* _Exercise prompt_: Scan the records for "white". Report each line that includes it.

Top of Information supplied

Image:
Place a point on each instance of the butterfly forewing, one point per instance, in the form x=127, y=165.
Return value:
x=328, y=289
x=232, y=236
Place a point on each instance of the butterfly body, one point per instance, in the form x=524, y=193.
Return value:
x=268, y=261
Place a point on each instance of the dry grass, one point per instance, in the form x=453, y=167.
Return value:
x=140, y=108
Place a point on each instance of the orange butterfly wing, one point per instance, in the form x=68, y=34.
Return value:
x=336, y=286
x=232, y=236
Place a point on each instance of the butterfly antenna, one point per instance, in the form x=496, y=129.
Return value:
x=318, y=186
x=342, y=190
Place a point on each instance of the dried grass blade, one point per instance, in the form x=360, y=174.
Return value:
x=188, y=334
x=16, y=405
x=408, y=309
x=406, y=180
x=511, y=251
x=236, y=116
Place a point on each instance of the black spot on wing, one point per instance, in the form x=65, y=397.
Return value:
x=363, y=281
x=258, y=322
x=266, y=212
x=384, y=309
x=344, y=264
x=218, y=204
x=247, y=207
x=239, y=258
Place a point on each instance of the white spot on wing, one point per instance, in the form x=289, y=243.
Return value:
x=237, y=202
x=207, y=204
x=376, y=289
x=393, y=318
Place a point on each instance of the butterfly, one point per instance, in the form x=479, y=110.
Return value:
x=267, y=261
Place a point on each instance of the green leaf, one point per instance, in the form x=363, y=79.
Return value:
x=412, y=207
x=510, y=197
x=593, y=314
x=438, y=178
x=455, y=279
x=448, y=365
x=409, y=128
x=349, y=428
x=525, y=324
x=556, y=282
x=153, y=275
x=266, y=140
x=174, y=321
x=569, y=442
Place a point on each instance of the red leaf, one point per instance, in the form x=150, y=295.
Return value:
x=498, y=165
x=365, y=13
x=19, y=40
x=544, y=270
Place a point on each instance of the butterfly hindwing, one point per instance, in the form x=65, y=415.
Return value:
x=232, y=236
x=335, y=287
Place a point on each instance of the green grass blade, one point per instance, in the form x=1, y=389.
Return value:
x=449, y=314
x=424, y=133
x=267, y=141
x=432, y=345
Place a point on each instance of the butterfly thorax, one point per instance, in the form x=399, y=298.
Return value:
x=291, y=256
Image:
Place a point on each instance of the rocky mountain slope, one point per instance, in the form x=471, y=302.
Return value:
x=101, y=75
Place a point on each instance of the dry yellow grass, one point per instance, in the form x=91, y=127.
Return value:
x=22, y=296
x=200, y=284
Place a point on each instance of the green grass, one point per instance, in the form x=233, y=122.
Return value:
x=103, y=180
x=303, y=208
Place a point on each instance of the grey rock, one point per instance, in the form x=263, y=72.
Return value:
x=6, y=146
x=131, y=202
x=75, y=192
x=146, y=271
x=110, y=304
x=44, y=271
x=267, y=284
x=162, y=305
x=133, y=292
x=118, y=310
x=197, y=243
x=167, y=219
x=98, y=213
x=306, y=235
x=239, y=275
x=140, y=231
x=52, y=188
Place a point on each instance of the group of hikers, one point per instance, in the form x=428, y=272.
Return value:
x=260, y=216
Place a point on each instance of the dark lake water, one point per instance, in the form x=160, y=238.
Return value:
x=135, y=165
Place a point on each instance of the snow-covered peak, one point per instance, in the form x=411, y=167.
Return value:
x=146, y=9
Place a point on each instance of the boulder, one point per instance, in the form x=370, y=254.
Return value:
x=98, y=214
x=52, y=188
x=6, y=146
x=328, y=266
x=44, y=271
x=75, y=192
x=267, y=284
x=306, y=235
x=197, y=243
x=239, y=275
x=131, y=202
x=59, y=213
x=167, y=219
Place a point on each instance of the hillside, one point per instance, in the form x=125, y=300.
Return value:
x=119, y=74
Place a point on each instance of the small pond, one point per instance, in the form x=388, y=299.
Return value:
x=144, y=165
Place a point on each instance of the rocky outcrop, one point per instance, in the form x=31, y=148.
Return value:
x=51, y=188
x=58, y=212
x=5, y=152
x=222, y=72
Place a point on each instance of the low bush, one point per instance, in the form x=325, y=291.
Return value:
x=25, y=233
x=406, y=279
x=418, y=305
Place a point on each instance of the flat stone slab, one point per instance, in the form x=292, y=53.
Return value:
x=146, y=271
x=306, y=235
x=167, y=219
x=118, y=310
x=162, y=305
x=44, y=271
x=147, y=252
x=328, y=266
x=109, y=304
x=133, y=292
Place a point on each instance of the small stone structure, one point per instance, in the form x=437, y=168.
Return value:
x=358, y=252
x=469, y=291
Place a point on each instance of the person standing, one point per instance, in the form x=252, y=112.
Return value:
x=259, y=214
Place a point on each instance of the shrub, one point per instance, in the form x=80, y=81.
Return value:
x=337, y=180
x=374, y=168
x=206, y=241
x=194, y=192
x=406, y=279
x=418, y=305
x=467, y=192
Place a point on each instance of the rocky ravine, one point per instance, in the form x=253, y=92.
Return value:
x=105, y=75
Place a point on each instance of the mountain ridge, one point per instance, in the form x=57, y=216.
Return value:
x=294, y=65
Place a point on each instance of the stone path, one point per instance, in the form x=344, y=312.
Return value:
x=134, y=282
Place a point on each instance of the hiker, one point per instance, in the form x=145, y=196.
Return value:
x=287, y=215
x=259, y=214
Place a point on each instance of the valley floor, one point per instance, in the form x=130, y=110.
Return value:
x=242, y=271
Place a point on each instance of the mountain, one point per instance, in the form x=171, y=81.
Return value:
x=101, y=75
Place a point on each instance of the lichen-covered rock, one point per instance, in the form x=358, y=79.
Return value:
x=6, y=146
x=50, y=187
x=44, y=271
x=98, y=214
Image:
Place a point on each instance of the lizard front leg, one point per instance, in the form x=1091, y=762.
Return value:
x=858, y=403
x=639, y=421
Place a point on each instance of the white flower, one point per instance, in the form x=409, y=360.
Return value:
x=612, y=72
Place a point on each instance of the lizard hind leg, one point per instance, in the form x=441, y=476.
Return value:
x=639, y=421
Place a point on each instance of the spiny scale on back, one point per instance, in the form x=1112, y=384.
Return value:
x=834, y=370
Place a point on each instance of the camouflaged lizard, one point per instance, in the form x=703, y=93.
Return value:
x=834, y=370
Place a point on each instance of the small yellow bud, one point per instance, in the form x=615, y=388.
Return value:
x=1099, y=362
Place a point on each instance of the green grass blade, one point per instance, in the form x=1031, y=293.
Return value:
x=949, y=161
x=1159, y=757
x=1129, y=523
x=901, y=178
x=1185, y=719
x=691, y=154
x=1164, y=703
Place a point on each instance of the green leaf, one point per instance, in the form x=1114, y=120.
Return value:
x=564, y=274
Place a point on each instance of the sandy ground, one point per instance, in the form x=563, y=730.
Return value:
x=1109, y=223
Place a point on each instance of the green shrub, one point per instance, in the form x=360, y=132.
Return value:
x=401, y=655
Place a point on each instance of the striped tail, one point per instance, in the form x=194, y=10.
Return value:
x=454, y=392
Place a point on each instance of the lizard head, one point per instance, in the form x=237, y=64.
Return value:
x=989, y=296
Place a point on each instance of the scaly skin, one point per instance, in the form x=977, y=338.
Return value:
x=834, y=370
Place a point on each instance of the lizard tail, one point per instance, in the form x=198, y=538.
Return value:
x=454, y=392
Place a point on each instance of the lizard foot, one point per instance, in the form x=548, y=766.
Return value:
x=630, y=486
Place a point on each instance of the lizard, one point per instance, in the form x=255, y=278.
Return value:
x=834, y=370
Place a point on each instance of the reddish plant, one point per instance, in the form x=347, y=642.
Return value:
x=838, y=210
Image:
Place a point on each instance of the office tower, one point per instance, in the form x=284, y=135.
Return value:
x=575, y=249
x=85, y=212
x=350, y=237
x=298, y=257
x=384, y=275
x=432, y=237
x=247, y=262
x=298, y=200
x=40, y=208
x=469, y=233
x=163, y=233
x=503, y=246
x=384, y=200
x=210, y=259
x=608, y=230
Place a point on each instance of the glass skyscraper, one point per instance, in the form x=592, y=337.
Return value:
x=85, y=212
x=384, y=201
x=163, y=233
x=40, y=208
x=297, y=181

Bottom of Information supplied

* _Solution for this problem_:
Place a point on each instance of the white spot on wing, one point per instance, in the form x=289, y=243.
Place a point on each instance of the white flower, one point per instance, in the form x=409, y=360.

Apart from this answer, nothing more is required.